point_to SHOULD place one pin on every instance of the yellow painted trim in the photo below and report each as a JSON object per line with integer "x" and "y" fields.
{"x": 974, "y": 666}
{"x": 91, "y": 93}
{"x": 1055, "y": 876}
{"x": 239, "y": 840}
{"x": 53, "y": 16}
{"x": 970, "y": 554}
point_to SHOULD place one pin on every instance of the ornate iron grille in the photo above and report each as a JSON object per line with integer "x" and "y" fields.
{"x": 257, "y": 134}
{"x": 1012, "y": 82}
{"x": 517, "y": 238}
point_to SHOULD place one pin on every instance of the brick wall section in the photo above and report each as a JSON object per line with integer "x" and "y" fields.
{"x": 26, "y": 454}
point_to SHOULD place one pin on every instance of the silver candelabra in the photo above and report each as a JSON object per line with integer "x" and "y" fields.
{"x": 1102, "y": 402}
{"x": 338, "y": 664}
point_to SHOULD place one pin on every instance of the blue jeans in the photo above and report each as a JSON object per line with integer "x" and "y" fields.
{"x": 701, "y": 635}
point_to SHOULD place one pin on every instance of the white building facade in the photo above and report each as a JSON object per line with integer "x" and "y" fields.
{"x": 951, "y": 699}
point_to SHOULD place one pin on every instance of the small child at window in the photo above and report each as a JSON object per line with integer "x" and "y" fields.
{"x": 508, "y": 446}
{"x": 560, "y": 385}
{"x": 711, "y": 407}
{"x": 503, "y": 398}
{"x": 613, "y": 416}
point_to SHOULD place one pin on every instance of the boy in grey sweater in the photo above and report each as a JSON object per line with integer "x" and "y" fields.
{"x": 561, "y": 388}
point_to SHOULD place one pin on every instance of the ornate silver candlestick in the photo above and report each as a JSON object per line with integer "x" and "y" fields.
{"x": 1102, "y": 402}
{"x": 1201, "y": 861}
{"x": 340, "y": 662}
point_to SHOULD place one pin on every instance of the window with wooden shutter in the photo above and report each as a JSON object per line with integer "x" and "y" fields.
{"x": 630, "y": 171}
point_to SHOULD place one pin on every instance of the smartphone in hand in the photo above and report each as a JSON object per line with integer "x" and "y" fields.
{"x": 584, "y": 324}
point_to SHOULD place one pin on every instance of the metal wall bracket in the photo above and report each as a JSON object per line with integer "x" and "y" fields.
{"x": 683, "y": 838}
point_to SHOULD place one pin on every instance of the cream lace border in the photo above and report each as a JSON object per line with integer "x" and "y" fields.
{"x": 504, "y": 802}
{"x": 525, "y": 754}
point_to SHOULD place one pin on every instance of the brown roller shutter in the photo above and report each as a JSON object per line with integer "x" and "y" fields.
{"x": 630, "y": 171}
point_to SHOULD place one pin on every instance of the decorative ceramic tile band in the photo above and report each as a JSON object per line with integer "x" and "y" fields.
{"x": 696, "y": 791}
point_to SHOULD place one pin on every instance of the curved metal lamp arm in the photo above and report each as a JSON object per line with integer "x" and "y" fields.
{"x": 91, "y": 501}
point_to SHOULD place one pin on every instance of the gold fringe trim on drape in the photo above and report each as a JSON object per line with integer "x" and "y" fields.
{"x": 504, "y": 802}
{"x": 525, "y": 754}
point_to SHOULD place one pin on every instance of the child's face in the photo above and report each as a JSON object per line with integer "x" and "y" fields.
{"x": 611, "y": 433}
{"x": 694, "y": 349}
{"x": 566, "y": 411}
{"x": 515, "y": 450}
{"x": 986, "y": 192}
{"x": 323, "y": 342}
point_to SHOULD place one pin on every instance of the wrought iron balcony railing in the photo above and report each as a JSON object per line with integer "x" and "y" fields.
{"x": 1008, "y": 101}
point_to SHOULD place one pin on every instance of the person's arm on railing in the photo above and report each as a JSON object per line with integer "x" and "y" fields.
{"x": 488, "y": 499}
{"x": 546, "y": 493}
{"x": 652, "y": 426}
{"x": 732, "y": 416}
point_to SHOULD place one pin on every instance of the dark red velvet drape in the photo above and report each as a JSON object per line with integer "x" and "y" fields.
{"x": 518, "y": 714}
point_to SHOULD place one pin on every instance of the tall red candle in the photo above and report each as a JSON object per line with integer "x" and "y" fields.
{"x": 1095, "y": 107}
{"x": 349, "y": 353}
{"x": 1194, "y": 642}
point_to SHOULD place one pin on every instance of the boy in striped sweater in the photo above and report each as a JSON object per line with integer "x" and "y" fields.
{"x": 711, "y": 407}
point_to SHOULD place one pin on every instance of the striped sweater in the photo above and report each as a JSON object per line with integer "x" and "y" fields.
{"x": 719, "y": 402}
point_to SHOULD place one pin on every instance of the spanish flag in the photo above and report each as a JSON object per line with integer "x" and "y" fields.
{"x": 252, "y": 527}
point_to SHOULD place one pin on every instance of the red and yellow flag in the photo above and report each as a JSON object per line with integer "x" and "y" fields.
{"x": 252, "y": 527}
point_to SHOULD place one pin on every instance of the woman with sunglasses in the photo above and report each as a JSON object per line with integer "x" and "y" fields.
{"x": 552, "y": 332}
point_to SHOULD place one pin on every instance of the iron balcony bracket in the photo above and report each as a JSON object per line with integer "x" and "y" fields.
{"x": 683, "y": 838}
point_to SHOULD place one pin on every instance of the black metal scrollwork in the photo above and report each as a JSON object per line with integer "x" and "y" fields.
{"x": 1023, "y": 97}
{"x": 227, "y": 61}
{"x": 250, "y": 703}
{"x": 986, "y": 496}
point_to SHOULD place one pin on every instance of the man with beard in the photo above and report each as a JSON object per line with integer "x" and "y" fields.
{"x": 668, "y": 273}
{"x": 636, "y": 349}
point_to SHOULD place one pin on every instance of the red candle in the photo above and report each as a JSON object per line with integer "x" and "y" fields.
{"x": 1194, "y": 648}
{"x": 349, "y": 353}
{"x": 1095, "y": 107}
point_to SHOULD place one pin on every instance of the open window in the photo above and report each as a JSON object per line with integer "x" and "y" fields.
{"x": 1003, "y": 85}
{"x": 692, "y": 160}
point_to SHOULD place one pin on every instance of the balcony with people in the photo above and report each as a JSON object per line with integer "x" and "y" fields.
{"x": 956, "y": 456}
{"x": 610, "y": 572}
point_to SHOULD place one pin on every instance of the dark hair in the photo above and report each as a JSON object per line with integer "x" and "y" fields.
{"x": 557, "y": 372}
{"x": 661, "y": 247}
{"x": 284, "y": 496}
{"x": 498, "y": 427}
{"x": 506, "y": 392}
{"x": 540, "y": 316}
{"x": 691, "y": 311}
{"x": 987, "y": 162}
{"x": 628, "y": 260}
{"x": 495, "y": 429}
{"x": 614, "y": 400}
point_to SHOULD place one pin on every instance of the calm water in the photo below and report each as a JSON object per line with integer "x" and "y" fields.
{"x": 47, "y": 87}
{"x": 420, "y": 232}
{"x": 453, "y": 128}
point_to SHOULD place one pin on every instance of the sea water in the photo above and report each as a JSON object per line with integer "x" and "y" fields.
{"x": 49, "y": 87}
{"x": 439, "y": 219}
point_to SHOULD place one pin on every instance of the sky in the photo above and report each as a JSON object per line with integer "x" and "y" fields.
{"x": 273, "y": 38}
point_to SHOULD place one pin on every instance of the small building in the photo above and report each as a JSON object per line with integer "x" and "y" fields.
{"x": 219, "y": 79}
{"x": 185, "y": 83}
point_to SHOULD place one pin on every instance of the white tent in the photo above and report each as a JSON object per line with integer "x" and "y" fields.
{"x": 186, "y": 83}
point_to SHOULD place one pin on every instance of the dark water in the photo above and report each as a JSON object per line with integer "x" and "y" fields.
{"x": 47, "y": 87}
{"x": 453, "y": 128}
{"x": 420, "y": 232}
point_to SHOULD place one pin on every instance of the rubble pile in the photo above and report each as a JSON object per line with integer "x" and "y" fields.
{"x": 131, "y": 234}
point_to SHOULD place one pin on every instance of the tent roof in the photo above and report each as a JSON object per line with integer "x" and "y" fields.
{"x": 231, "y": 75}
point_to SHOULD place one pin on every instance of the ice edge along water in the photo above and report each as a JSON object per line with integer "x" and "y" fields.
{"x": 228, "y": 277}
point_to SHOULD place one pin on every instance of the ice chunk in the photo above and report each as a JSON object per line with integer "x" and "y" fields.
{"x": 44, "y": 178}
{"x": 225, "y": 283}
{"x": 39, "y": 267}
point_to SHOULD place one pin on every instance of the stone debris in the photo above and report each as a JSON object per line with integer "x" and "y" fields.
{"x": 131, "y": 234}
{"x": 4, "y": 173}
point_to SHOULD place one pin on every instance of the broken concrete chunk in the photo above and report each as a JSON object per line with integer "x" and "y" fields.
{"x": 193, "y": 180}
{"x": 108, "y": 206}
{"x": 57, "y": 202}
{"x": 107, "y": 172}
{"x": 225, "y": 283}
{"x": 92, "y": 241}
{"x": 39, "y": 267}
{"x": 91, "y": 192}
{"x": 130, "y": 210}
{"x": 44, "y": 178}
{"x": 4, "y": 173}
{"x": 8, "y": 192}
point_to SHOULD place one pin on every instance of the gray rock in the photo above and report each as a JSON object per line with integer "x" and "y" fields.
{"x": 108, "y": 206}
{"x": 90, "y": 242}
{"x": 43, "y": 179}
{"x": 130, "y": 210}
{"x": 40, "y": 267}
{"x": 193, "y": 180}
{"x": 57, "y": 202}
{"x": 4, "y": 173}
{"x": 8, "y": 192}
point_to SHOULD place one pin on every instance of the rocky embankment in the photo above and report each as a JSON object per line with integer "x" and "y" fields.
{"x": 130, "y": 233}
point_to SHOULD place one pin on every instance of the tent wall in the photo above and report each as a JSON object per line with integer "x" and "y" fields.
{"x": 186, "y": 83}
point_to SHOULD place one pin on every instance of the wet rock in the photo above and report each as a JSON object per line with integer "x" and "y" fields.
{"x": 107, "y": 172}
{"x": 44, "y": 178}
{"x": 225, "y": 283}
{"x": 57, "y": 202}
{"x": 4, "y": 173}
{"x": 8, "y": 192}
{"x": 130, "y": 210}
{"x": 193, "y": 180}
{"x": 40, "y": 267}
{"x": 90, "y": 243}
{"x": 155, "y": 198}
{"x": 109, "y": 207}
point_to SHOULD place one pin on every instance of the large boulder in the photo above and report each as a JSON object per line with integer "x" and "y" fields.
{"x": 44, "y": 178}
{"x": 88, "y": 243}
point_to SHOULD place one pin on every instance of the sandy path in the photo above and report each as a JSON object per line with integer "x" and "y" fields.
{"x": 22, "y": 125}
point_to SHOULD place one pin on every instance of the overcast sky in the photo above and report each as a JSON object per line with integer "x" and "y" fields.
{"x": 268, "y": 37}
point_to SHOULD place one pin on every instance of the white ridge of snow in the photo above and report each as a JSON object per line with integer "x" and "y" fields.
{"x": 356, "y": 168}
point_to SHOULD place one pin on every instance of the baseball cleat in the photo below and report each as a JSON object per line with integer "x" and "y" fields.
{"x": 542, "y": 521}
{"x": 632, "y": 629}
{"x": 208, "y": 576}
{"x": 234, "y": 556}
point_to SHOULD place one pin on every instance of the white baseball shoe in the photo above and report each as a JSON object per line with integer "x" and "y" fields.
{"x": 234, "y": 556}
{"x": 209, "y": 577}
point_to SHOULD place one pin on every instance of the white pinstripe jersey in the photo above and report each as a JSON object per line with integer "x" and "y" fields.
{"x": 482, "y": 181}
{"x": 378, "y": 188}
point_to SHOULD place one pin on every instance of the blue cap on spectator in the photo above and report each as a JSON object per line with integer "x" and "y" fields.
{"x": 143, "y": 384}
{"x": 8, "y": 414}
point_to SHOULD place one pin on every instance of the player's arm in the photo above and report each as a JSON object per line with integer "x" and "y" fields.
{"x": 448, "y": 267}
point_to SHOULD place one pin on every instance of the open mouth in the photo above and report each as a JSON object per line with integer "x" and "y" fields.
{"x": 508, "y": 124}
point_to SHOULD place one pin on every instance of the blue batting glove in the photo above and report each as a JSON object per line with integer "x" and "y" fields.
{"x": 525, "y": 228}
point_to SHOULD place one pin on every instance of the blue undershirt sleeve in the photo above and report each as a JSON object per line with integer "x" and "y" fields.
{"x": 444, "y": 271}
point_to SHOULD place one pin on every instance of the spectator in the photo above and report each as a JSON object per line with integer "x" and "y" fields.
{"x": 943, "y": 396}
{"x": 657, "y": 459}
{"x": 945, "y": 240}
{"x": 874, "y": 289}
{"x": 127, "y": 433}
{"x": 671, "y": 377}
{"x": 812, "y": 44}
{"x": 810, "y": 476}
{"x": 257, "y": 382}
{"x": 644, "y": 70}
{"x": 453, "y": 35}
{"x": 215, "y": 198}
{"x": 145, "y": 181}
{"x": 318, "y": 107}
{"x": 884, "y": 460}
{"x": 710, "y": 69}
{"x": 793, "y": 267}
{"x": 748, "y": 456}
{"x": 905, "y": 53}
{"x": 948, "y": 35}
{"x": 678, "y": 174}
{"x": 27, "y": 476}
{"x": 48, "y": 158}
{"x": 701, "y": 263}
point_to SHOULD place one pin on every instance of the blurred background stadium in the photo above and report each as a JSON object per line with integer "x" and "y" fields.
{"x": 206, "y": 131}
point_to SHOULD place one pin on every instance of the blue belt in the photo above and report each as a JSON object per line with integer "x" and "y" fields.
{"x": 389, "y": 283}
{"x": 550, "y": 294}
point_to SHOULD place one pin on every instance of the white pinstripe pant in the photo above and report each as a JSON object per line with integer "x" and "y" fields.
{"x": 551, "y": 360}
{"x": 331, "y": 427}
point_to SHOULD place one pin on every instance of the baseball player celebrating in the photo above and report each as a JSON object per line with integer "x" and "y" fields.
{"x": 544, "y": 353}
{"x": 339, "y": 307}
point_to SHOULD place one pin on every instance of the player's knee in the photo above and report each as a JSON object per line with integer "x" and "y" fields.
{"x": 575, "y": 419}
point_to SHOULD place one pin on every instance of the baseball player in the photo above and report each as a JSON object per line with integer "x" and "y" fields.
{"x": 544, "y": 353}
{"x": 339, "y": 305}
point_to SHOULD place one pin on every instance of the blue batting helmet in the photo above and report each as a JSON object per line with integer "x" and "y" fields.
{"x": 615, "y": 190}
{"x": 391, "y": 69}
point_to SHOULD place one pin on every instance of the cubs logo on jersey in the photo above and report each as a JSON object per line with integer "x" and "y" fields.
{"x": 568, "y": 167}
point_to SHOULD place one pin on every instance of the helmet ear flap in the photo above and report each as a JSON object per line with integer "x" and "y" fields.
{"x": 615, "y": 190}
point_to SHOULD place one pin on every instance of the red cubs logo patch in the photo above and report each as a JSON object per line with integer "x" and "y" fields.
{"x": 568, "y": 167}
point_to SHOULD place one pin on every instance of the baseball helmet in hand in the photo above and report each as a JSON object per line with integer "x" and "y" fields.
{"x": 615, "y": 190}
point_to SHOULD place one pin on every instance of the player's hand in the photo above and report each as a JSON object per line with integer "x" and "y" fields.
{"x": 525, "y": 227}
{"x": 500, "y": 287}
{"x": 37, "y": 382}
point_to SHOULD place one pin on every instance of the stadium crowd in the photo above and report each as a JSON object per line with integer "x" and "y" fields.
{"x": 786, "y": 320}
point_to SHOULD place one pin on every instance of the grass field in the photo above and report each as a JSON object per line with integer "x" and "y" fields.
====================
| Problem requirements |
Beginning with the line that contains "the player's hand", repeat every line through the end of the records and nothing more.

| Output |
point_to SHOULD place one pin on every instance of the player's hand in the photo above and report each as a JSON object per line with integer "x" and "y" fields.
{"x": 525, "y": 227}
{"x": 500, "y": 287}
{"x": 37, "y": 382}
point_to SHOULD place one pin on every instance of the stadium crowd in the photo above and report each as a JSON object per line with integer "x" and "y" fields.
{"x": 786, "y": 320}
point_to SHOULD place one pin on every instance of the grass field in the photo above and report each as a JSON object per line with integer "x" and "y" fields.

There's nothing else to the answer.